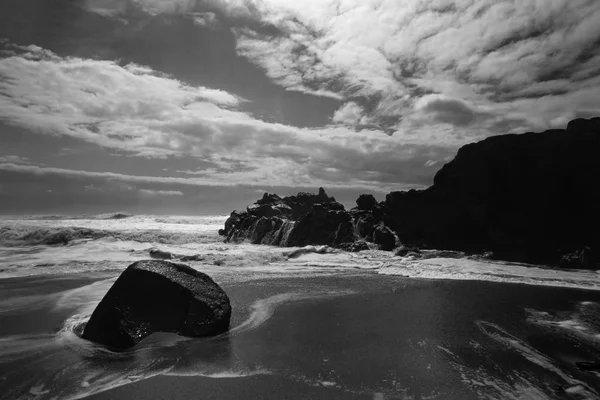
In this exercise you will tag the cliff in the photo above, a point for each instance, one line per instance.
(531, 197)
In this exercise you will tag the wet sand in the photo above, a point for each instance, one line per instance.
(348, 336)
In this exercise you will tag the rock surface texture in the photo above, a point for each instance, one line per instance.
(531, 197)
(158, 296)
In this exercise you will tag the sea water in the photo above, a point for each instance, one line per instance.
(374, 302)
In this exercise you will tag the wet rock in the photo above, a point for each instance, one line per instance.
(158, 296)
(366, 202)
(160, 254)
(384, 237)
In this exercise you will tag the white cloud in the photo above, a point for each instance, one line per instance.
(133, 109)
(14, 159)
(350, 114)
(511, 60)
(155, 193)
(484, 54)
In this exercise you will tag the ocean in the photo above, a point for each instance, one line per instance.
(315, 323)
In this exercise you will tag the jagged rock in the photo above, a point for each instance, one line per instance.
(384, 237)
(366, 202)
(322, 225)
(158, 296)
(291, 221)
(405, 251)
(160, 254)
(354, 247)
(579, 259)
(528, 197)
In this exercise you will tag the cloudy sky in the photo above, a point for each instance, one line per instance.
(199, 106)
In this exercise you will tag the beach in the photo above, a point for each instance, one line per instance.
(318, 324)
(351, 336)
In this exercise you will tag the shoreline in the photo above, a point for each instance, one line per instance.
(343, 336)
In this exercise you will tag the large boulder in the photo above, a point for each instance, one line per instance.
(158, 296)
(384, 237)
(366, 202)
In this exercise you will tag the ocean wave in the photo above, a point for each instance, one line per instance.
(33, 236)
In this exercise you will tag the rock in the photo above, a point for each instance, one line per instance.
(299, 220)
(354, 247)
(405, 251)
(384, 237)
(322, 225)
(308, 249)
(366, 202)
(528, 197)
(160, 254)
(579, 259)
(588, 366)
(158, 296)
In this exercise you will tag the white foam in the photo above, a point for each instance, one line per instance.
(493, 271)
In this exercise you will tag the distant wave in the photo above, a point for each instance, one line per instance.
(32, 236)
(58, 217)
(117, 215)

※ ※ ※

* **Requirement**
Reproduce the whole listing above word for word, dropping each image.

* **Answer to this exercise**
In this exercise you will tag the cliff in the photo above, a point for each instance, one line per instance.
(531, 197)
In this exercise you will tag the wet sand in the photo above, a point for each instance, one line per instance.
(348, 336)
In this exercise you will tag the rock surface texture in the photo above, a point for each instance, one line per instance.
(531, 197)
(158, 296)
In this exercise you will tag the sea water in the photo above, a point for each instance, one line per instance.
(374, 302)
In this exercise you will tag the wet rock in the photo above, a point for each instance, one line per instance.
(158, 296)
(366, 202)
(160, 254)
(384, 237)
In this exercise you will tag the white cloud in the photo above, a point for each instance, one line per instance.
(133, 109)
(14, 159)
(350, 114)
(511, 60)
(155, 193)
(484, 54)
In this exercise you will tag the ocean in the photo above, a point for each instance, one line per instance.
(315, 323)
In this exercise you will tag the jagged rock in the photo above, a point for each instance, one line per instance.
(384, 237)
(366, 202)
(322, 225)
(158, 296)
(291, 221)
(405, 251)
(160, 254)
(354, 247)
(579, 259)
(528, 197)
In this exercise you will tag the cloudy sky in the photo above, a point for each instance, one line per instance.
(199, 106)
In this exercise you will tag the beach in the photo above, a point for each instance, one line per instance.
(318, 324)
(351, 336)
In this exercise you will tag the shoreline in the photo above, a point for each instance, one line per instance.
(343, 336)
In this exercise you will tag the large boulder in the photo above, a point for each instance, one line per instance.
(158, 296)
(384, 237)
(366, 202)
In this exercise you will tag the ocean wave in the photo above, a point for each instance, one line per instance.
(33, 236)
In this exercise you will tag the rock in the photo above, a point for each instance, one line per instance.
(299, 220)
(354, 247)
(405, 251)
(384, 237)
(322, 225)
(308, 249)
(366, 202)
(528, 197)
(160, 254)
(579, 259)
(588, 366)
(158, 296)
In this exercise you will tag the white foam in the photo above, a point for each instance, one line per instance.
(493, 271)
In this exercise you will tag the distant wave in the photo above, a point for each instance, one line per instance.
(32, 236)
(58, 217)
(117, 215)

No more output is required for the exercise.